- **Given problem**: Rewrite the entries starting with the line with "Exercise. Mark every instance of the red" and going on through the line with "pixel 138 340", including the requests. Scale each coordinate in the answers by 0.2 and round to whole numbers, with halves going up.

- **Provided material**:
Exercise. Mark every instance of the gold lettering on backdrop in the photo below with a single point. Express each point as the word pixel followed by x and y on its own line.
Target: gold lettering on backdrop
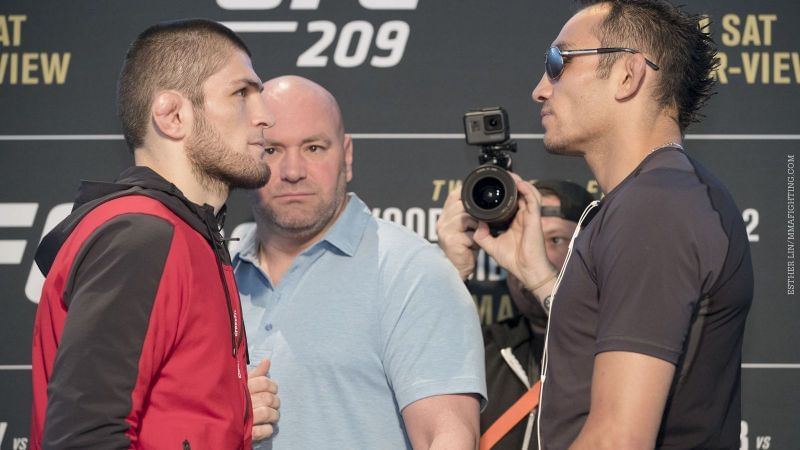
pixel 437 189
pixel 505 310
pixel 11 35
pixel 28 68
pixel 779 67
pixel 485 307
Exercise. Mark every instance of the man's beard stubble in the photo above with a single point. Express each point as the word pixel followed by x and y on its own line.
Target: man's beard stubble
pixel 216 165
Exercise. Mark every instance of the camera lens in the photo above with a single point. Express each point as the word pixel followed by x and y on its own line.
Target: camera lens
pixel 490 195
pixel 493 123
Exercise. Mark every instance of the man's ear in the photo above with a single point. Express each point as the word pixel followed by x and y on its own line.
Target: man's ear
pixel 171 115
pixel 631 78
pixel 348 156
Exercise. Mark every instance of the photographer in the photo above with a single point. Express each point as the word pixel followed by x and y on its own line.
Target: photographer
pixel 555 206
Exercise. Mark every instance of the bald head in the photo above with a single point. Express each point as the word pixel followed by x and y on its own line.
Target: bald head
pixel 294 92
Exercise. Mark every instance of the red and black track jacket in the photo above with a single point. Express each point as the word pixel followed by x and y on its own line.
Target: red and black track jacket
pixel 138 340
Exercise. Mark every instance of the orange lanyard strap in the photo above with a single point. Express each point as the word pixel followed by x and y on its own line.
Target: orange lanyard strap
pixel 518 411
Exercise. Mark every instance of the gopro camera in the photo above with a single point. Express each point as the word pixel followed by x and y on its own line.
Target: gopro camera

- **Exercise solution**:
Exercise. Mark every instance of the red and black track jacket in the photo above with a single point. Express each point as the word pixel followed by x and y on its own line.
Target: red and black track jacket
pixel 28 68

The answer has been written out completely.